** What you need to do **
In the text about St. Mary's school, what was the team's record in its 1963 perfect season?

** Text block **
□ □ □ □ □
Our first “road game” was in Marion, Ark. The gym had no bleacher seats
and all the spectators were lined against the walls along the court.
They would try to trip our players, even grabbed our jerseys as we
passed. At half time and noticing the climate in the gym, coach Evans
stated, “We are going to win this game. When that last whistle sounds,
don’t worry about changing clothes, shaking hands or anything, head
straight for the cars!” It was a long time before we went on another
road trip. St. Mary’s greatest rivalries were
with Rosenwald/ Sims, Antioch of New Albany (which had students on the
team playing under the Korean War G.I. Bill) and Geeter’s Green Dragons
of Whitehaven, Tenn. A girls’ team was formed a
couple of years later and the first members of that team were Odiemae
Lucas (whose son, Shawn Elliott went on to play pro ball for the
Spurs), Grace Sanderson, Elaine Warren, Holmesetta Wilson (the only
grade school player on the team), Lillian Wilson, Doris Faulkner,
Cornelia Leggs, Velma Ealey, Vivian Brunt, Ezell Young. The Lady Indians also enjoyed a lasting rivalry with Rosenwald/Sims. Their greatest challenge was the team from Brookhaven. The
Indians, who would later become the Braves, never lost more than three
games in a season and had their perfect season in 1963 when they went
21-0 and won both the All Catholic High School Championship and the
Athletic Conference of Mississippi Championship. The members of that
team were Jimmy and Johnny Edgerton, James Walls, James Stephenson,
Percy Caldwell, Cecil Pegues, George Owens, Billie Robinson, Earnest
Lucas, Levi Smith, Gray Mansfield, Oliver Peyton, Leroy Greer, trainer;
Bernard Freeman, trainer; and coach Fish Evans. The
school also did well in other sports such as football, baseball and
track. Coach Evans was drafted into the army in 1954 and sent to Europe
where was an assistant coach on the semi-pro SHAPE team which won the
European championship. He returned to coach again at St. Mary’s. The
other part of the school’s legacy has to do with the number of students
who served their country as members of the armed forces. In reciting this litany, it is a foregone conclusion that someone will be left out. I apologize for that. The
Freeman family probably leads the way for service commitment, having
sent five sons, John, Leroy, Henry, Bernard, and Herbert. From the
Vinsons there were Claude, James, Patrick, Chris and Mark. Others
were Richard Smith, Richard House (veteran), J.T. Harvey, Willie Greer,
Genevieve Clark, Linwood Turner, Antwone McNeil, Charlotte Mitchell,
James M. Faulkner, Christopher Faulkner, Robert Davis, Willie Greer,
Jimmie Pegues, Odiemae Lucas, Otis Russell, and Thelma Wells. Father
Mike Ortiz, the school’s first athletic director, joined the Green
Berets and retired as a colonel a few years back. We are proud of all of these persons and those not named here. So,
while you are participating in this glorious weekend, remember the
words of Oliver Wendell Holmes: “The only things which keep their youth
are trees and truth.” And think of the beautiful legacy which you were a part of. There are hundreds of stories associated with the St. Mary’s/CADET/Holy Family experience. This has been one of them.
□ □ □ □ □
** Records shown **
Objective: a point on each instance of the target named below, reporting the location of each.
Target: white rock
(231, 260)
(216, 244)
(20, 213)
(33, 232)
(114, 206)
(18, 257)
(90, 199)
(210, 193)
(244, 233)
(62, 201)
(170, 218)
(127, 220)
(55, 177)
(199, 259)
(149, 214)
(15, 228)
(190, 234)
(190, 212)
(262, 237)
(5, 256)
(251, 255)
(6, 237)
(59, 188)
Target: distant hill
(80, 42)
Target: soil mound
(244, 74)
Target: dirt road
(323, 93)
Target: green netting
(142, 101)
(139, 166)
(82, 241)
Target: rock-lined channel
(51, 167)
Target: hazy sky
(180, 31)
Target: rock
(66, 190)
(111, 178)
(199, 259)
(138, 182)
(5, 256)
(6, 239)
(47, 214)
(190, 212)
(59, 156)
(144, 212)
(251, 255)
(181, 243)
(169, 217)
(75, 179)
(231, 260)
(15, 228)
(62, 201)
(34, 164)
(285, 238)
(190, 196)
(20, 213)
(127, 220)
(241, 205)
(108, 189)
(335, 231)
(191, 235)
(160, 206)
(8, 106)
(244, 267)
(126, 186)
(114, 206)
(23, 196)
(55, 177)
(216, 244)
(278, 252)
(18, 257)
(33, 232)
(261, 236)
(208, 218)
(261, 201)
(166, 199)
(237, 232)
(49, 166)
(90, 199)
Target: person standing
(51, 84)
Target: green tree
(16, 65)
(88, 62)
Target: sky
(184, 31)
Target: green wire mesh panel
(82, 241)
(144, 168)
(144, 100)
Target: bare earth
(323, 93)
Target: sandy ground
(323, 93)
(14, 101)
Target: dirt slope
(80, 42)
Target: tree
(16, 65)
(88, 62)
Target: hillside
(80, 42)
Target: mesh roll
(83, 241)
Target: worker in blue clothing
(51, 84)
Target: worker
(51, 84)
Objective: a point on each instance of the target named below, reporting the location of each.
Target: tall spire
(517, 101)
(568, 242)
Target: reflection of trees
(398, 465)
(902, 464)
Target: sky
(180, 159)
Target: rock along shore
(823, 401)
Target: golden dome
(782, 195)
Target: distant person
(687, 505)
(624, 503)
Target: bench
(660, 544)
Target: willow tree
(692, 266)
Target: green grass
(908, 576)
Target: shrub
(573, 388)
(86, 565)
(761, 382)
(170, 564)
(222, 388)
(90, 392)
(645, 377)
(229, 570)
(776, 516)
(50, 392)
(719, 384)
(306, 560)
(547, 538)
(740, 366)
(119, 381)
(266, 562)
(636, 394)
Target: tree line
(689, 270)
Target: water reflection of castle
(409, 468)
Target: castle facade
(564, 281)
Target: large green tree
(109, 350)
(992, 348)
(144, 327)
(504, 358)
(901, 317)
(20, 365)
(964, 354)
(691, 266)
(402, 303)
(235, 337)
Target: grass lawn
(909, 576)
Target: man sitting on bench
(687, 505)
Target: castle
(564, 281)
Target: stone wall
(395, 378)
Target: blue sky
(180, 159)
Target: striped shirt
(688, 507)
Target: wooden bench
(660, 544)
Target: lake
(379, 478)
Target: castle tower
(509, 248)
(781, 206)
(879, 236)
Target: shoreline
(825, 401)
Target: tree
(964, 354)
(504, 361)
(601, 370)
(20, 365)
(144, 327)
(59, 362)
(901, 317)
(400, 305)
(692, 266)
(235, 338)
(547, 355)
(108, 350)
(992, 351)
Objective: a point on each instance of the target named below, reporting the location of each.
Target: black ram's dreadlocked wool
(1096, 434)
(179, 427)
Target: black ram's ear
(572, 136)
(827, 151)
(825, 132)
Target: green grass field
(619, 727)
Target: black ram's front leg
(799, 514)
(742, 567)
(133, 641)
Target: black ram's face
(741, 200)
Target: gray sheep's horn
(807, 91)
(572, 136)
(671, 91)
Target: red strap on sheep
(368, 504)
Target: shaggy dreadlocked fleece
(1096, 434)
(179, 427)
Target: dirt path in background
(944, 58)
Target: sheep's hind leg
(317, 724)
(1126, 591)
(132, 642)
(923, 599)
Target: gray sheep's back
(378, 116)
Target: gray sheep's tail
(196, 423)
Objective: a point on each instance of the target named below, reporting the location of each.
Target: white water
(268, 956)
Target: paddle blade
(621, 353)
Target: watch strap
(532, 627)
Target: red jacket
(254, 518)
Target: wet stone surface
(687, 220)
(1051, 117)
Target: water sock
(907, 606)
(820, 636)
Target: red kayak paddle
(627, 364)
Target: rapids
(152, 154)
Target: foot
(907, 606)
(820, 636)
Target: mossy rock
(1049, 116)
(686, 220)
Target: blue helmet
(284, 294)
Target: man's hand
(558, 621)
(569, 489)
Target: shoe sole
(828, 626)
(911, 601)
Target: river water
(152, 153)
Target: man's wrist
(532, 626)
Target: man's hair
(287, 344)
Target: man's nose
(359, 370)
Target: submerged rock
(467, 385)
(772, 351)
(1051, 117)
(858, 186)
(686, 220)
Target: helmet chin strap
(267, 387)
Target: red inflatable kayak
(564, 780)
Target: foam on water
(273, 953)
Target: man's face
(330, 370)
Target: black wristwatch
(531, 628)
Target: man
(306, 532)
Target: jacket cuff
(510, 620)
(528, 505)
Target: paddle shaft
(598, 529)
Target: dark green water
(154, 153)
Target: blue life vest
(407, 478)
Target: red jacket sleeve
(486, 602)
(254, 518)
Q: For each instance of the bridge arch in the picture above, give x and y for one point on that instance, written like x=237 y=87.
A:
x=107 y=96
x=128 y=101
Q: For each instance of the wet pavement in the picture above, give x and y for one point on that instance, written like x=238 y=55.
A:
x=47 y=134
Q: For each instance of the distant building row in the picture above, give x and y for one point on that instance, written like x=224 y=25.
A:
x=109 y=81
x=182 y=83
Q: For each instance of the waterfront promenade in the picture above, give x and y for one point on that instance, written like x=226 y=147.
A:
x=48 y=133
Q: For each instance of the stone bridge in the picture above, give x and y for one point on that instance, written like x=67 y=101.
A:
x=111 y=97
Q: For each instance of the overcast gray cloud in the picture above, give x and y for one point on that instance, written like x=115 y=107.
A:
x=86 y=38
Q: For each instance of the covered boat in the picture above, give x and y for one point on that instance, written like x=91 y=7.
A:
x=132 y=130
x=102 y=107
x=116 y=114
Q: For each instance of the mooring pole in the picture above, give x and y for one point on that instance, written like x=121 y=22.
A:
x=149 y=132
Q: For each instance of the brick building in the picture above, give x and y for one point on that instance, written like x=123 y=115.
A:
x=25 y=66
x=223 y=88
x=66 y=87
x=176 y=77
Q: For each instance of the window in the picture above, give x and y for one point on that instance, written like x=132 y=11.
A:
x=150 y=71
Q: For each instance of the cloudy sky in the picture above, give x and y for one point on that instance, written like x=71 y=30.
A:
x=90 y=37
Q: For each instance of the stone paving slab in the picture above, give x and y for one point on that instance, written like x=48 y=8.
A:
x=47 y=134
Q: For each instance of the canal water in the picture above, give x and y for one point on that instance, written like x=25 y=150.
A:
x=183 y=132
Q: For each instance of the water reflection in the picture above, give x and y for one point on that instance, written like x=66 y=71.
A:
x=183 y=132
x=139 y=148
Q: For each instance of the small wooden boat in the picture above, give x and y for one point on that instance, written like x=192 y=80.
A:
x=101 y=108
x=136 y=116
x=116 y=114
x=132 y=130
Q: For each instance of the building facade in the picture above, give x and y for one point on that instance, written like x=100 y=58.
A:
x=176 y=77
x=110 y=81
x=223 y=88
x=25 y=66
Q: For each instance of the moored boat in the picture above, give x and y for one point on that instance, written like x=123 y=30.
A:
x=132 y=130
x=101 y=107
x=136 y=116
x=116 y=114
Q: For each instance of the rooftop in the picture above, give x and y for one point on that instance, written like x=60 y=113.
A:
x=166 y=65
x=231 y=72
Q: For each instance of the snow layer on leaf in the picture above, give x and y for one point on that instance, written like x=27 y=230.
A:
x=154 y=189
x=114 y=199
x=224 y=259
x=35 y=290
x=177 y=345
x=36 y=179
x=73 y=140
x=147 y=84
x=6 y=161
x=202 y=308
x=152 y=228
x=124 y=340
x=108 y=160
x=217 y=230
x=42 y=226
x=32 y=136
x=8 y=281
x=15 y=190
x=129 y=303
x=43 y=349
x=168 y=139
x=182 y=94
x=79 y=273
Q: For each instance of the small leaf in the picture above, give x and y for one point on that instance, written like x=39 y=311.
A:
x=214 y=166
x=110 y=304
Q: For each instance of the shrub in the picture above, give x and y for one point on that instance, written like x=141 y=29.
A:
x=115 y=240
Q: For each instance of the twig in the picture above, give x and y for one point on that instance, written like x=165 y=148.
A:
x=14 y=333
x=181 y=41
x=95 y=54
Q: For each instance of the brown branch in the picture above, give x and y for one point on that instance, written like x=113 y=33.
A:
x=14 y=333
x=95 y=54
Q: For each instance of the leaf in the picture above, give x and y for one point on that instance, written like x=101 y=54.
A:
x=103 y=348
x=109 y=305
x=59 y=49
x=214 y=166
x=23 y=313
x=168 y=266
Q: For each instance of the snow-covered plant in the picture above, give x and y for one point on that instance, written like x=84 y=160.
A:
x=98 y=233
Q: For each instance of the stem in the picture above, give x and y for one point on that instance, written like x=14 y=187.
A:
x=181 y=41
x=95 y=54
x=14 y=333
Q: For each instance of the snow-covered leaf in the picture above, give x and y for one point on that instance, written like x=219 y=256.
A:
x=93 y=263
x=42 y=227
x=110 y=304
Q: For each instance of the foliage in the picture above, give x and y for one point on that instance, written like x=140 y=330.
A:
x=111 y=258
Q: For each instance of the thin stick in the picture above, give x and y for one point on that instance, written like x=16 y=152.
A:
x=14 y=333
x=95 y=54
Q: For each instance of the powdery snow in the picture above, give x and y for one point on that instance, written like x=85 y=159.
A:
□ □ □ □ □
** Response box **
21-0